- _INSTRUCTION_: Please convert every line of the records below into a numbered list, leaving out the blank lines.

[Begin DATA EXTRACT]

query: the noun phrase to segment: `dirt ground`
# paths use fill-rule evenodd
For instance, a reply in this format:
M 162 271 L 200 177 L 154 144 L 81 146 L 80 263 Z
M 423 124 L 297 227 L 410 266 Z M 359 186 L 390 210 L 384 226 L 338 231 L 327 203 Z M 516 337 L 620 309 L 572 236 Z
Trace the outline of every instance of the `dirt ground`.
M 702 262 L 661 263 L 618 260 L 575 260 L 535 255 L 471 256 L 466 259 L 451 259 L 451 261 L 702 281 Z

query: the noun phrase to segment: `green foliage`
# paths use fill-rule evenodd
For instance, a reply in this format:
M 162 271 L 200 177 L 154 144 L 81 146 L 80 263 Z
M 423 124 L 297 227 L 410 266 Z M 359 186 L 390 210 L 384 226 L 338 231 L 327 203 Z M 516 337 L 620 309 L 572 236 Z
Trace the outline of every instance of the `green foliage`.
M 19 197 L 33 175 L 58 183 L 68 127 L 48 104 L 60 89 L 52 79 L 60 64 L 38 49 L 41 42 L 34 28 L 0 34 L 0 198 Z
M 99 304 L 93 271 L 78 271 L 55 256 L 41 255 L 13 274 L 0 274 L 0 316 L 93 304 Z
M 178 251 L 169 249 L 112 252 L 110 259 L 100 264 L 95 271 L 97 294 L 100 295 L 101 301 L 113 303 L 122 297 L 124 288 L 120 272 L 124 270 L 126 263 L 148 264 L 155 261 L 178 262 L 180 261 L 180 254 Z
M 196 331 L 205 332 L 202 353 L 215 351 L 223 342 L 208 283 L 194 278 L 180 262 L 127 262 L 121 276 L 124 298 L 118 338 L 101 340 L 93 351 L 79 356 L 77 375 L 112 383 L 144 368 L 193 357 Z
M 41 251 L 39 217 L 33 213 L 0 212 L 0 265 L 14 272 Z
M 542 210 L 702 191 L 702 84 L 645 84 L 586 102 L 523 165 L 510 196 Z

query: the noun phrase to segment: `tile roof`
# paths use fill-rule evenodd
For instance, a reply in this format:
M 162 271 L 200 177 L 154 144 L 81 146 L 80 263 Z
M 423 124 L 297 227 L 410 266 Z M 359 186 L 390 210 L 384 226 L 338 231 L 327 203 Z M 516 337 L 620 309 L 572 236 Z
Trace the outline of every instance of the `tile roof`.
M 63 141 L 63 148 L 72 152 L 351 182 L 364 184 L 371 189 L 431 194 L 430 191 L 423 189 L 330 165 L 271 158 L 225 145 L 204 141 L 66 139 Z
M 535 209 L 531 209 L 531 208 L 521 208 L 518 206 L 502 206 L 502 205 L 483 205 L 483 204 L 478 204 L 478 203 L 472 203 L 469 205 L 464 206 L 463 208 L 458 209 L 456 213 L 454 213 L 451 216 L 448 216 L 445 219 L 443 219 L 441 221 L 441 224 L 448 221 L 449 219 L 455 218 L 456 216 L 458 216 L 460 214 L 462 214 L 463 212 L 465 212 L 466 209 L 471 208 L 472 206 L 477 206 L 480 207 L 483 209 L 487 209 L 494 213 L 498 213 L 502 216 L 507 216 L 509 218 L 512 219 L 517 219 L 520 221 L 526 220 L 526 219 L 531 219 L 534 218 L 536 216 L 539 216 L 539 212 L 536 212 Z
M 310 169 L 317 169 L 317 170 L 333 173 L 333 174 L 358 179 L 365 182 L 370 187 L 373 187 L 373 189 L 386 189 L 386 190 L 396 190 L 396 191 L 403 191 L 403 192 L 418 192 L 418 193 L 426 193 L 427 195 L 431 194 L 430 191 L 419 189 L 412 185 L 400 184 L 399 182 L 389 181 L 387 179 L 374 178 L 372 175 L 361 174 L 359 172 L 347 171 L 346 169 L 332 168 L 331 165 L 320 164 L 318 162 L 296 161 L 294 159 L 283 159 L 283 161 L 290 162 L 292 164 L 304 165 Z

[End DATA EXTRACT]

- _RESULT OF THE EXERCISE_:
1. query: the noun phrase to segment: `dirt ground`
2. # paths use fill-rule evenodd
3. For instance, a reply in this format:
4. M 162 271 L 200 177 L 154 144 L 81 146 L 80 263 Z
5. M 423 124 L 297 227 L 410 266 Z M 359 186 L 390 210 L 384 226 L 338 231 L 327 203 Z M 516 337 L 620 309 L 572 236 Z
6. Trace the outline of every instance of the `dirt ground`.
7. M 702 262 L 661 263 L 618 260 L 575 260 L 535 255 L 471 256 L 466 259 L 451 259 L 451 261 L 702 281 Z
8. query: the noun phrase to segment: `green foliage`
9. # paths use fill-rule evenodd
10. For instance, a reply in this format:
11. M 162 271 L 200 177 L 154 144 L 81 146 L 80 263 Z
12. M 423 124 L 297 227 L 410 266 Z M 359 186 L 390 210 L 384 226 L 338 231 L 327 203 Z M 516 337 L 620 309 L 572 236 Z
13. Trace the outline of every instance of the `green foliage`.
14. M 19 197 L 33 175 L 58 183 L 68 127 L 48 104 L 60 89 L 52 79 L 60 64 L 38 49 L 41 42 L 34 28 L 0 34 L 0 198 Z
15. M 99 304 L 93 271 L 78 271 L 55 256 L 41 255 L 13 274 L 0 274 L 0 316 L 93 304 Z
16. M 178 251 L 169 249 L 112 252 L 110 259 L 100 264 L 95 271 L 97 294 L 100 295 L 101 301 L 113 303 L 122 297 L 124 288 L 120 272 L 124 270 L 126 263 L 148 264 L 155 261 L 178 262 L 180 261 L 180 254 Z
17. M 196 331 L 205 332 L 202 353 L 215 351 L 223 342 L 208 283 L 194 278 L 180 262 L 127 262 L 121 276 L 124 298 L 118 338 L 101 340 L 93 351 L 79 356 L 77 375 L 112 383 L 144 368 L 193 357 Z
18. M 41 251 L 39 217 L 33 213 L 0 212 L 0 265 L 14 272 Z
19. M 542 210 L 702 191 L 702 84 L 645 84 L 586 102 L 523 165 L 510 196 Z
20. query: the noun phrase to segment: `tile roof`
21. # paths use fill-rule evenodd
22. For instance, a reply in this format:
23. M 162 271 L 200 177 L 154 144 L 81 146 L 80 263 Z
24. M 423 124 L 297 227 L 410 266 Z M 359 186 L 390 210 L 384 226 L 338 231 L 327 203 Z M 516 337 L 620 309 L 572 236 Z
25. Trace the outline of every instance of the `tile roof`.
26. M 63 141 L 63 148 L 72 152 L 351 182 L 364 184 L 371 189 L 431 194 L 430 191 L 423 189 L 330 165 L 271 158 L 225 145 L 204 141 L 66 139 Z
27. M 535 209 L 531 209 L 531 208 L 521 208 L 518 206 L 502 206 L 502 205 L 483 205 L 483 204 L 478 204 L 478 203 L 472 203 L 469 205 L 464 206 L 463 208 L 458 209 L 456 213 L 454 213 L 451 216 L 448 216 L 445 219 L 443 219 L 441 221 L 441 224 L 448 221 L 449 219 L 455 218 L 456 216 L 458 216 L 460 214 L 462 214 L 463 212 L 465 212 L 466 209 L 471 208 L 472 206 L 477 206 L 480 207 L 483 209 L 487 209 L 494 213 L 498 213 L 502 216 L 507 216 L 509 218 L 512 219 L 517 219 L 520 221 L 526 220 L 526 219 L 531 219 L 534 218 L 536 216 L 539 216 L 539 212 L 536 212 Z
28. M 310 169 L 317 169 L 317 170 L 333 173 L 333 174 L 358 179 L 365 182 L 370 187 L 373 187 L 373 189 L 386 189 L 386 190 L 396 190 L 396 191 L 403 191 L 403 192 L 418 192 L 418 193 L 426 193 L 427 195 L 431 194 L 430 191 L 419 189 L 412 185 L 400 184 L 399 182 L 389 181 L 387 179 L 374 178 L 372 175 L 361 174 L 359 172 L 347 171 L 346 169 L 332 168 L 331 165 L 320 164 L 318 162 L 296 161 L 294 159 L 283 159 L 283 161 L 290 162 L 292 164 L 304 165 Z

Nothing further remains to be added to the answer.